[Region labeling records]
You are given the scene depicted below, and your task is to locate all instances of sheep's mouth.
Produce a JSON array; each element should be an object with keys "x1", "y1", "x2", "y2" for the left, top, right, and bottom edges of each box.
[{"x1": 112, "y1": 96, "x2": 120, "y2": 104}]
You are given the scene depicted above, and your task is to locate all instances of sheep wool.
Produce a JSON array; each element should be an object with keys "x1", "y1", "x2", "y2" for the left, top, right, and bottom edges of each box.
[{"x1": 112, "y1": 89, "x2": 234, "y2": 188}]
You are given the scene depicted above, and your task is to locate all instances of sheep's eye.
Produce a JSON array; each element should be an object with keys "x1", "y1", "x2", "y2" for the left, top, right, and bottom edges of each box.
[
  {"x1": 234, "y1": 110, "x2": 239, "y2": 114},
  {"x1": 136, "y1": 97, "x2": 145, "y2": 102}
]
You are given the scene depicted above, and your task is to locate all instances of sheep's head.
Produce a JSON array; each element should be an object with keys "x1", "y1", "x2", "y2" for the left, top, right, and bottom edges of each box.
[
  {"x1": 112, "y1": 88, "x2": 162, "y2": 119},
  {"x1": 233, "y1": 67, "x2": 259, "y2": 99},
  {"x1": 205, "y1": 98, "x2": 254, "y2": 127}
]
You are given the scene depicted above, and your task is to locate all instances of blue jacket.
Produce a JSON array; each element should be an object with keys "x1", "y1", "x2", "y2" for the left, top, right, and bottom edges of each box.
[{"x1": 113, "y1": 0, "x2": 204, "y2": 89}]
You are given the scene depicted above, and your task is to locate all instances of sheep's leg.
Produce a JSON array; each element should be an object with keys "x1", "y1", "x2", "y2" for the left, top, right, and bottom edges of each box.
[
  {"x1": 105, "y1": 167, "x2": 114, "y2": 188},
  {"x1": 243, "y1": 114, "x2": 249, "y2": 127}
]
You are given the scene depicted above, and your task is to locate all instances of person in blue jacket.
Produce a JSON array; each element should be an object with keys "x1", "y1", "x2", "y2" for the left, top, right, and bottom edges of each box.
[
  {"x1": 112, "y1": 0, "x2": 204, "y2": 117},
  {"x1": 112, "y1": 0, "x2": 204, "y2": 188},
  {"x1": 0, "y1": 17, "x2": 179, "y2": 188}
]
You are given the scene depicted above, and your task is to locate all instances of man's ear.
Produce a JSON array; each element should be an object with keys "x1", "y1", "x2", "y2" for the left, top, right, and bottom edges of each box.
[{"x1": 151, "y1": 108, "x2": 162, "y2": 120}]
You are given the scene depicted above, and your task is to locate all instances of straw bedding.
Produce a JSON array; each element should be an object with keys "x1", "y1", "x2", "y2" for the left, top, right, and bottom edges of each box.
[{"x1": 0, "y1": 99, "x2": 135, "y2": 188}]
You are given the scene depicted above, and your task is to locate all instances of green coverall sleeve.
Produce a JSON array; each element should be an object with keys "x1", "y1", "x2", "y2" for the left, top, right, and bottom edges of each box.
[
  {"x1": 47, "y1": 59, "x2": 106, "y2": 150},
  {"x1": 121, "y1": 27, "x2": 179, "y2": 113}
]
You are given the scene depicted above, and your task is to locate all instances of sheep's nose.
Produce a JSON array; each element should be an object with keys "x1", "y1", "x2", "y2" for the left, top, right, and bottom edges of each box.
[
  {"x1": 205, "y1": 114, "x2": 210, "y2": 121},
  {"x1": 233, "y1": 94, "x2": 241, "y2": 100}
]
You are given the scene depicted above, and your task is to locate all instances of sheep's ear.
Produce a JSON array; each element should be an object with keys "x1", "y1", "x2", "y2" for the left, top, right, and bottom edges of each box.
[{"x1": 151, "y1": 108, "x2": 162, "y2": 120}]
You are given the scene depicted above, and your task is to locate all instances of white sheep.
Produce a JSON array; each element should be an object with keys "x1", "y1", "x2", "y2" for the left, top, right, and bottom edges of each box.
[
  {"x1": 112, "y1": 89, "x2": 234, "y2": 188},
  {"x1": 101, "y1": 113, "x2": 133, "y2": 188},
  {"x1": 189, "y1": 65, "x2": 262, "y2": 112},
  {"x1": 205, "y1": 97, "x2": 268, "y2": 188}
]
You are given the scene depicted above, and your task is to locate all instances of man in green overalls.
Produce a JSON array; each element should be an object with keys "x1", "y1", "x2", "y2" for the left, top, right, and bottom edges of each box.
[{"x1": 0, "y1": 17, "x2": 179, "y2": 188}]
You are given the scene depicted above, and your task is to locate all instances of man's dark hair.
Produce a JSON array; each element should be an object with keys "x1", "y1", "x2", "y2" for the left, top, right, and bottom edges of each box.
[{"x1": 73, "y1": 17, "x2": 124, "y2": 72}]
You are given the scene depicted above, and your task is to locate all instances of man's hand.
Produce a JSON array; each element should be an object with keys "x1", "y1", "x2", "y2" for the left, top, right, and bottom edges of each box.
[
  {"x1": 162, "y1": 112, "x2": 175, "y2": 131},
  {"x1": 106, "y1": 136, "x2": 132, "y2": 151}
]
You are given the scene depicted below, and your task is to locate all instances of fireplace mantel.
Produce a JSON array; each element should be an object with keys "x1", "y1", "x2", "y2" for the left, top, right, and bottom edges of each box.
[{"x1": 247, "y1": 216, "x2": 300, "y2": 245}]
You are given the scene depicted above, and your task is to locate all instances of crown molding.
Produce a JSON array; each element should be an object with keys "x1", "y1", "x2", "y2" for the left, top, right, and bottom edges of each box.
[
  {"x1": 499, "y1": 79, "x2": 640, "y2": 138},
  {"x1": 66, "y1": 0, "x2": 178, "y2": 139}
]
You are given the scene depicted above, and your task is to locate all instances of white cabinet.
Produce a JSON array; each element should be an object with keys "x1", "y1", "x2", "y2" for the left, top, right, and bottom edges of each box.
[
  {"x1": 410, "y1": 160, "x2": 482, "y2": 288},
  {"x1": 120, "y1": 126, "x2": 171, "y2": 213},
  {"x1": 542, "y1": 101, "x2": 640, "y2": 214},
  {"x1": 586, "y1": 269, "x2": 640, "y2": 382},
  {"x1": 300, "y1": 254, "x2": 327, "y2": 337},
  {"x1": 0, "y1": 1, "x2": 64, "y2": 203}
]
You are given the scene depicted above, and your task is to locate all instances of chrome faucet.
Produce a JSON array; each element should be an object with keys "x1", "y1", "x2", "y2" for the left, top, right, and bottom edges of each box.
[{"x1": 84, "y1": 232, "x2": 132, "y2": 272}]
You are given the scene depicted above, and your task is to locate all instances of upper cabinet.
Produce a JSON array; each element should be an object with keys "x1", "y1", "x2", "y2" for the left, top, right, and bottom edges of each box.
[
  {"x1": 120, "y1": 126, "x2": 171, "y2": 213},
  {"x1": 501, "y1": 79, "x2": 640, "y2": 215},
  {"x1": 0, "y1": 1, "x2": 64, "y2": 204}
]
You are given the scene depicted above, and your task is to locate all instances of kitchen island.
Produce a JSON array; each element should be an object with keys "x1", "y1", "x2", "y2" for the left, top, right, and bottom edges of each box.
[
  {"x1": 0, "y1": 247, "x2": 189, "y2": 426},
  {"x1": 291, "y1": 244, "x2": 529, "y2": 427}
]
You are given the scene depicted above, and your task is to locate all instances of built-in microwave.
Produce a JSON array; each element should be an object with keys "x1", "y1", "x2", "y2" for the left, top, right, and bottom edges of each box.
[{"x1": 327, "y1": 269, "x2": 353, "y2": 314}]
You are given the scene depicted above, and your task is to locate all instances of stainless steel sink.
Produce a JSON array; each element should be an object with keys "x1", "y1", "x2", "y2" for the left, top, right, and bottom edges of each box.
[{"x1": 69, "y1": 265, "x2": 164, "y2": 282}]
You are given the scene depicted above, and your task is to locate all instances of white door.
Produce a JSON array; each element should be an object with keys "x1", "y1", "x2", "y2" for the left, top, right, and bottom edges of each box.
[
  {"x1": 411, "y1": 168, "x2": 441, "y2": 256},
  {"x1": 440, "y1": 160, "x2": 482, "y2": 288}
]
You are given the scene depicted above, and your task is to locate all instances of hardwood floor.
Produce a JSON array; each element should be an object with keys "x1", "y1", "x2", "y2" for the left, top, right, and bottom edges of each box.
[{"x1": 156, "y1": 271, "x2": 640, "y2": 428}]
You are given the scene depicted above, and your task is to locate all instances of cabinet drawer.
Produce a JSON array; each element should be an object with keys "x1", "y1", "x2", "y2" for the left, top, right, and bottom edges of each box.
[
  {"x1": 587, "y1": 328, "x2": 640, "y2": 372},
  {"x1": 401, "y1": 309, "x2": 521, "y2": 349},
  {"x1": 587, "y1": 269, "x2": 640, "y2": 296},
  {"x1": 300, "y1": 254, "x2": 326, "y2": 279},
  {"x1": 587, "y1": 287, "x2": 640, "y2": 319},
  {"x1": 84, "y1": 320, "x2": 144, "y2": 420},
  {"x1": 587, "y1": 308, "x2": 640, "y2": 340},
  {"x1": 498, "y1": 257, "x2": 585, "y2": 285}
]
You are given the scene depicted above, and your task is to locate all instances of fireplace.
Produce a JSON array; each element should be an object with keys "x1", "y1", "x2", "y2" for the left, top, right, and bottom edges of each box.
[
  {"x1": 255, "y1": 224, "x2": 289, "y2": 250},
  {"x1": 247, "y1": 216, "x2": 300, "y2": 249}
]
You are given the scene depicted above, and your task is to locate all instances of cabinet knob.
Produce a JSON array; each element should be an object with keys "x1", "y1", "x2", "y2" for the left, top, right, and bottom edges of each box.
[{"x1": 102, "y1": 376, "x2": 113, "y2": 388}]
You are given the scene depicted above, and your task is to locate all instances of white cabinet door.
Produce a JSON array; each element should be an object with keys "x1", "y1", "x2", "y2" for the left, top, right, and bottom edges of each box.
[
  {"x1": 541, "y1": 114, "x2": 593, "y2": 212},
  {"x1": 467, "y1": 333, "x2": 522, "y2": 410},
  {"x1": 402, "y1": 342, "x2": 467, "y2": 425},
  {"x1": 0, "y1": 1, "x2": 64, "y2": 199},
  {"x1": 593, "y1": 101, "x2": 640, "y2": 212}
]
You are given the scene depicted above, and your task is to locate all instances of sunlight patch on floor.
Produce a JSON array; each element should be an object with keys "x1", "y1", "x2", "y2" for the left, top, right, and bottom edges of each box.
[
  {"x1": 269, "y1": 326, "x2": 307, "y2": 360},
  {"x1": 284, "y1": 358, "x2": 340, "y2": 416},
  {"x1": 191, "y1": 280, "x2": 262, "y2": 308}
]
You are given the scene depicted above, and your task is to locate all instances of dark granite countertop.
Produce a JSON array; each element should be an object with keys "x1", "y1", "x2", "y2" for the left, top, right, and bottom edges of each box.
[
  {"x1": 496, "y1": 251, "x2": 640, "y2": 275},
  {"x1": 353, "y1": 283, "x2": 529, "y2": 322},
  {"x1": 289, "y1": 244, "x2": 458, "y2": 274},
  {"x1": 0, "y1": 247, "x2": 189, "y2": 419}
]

§ **JOB**: Count the lines in the records above that contain the string "cabinet", treating case as significant, and give only the number.

§ **REPLY TO THE EXERCISE**: 5